» Aim
Please copy the stretch from "Teachers Corner: Bullies" through "dying, not completely." in the post on bullies, switching "cold" for "fever".

-- start of Quoted passage --

Teachers Corner: Bullies


Sorry for basically having played dead last week, but work was intense and long and I had a cold. I still do bbut I only feel like almost dying, not completely.

Sign for the national anti-bullying month

Ever so often users on FtB remember the bullying they received in  their school days and say they wished the adults back then had done something. Now, teachers are adults whose fucking job it is to stop bullying, and I can tell you, it’s fucking hard.

There’s basically two kinds of bully: the loud and violent ones and the smart and sly ones. You can now guess which type is easy to deal with. When somebody calls someone names or becomes aggressive, we can act quickly and without hesitation. You broke the rules, I saw you! Or heard you. Whatever. We can now both talk to the kid about why the behaviour was wrong and deal out sanctions. that kind of bully will usually go for the obvious low hanging fruit of calling kids fat, stupid, gay, you know the drill, and because they basically insult everybody, nobody will side with them.

And then there’s the smart bully and I can tell you, dealing with them is more than complicated. Smart bullies are like ice bergs: 70% is under water. The kid is rarely at the centre of conflict, but always in its periphery. They try to “help”. I have one who mysteriously showed up in a couple of “let’s try to talk about this and solve your conflict” meetings. And they often seemed so very reasonable, trying to mediate, until I and my colleagues caught up and excluded them from  such talks unless the conflict was especially about them.

They still and increasingly try to stir up shit by pulling strings and spreading fake concern about some thing or other.. They choose their victim very carefully. Usually it’s the simple kids with a short temper. Kids that they know will react loudly and who will therefore be in the wrong (yes, sorry, but you need to control your temper as well). Kids for whom the idea of a double take is one too many. And most importantly, kids who have little support in their peer group, though these kids will often do double shifts by being the victim one half the time and the partner in crime the other half of the time.

-- end of Quoted passage --
-- start of Data provided --

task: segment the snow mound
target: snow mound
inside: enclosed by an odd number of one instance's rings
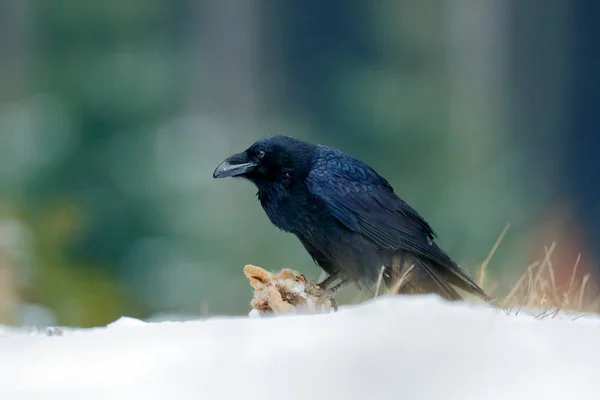
[[[0,339],[0,399],[600,399],[600,319],[435,296]]]

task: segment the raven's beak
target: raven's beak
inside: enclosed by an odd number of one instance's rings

-- end of Data provided --

» Output
Teachers Corner: Bullies


Sorry for basically having played dead last week, but work was intense and long and I had a fever. I still do bbut I only feel like almost dying, not completely.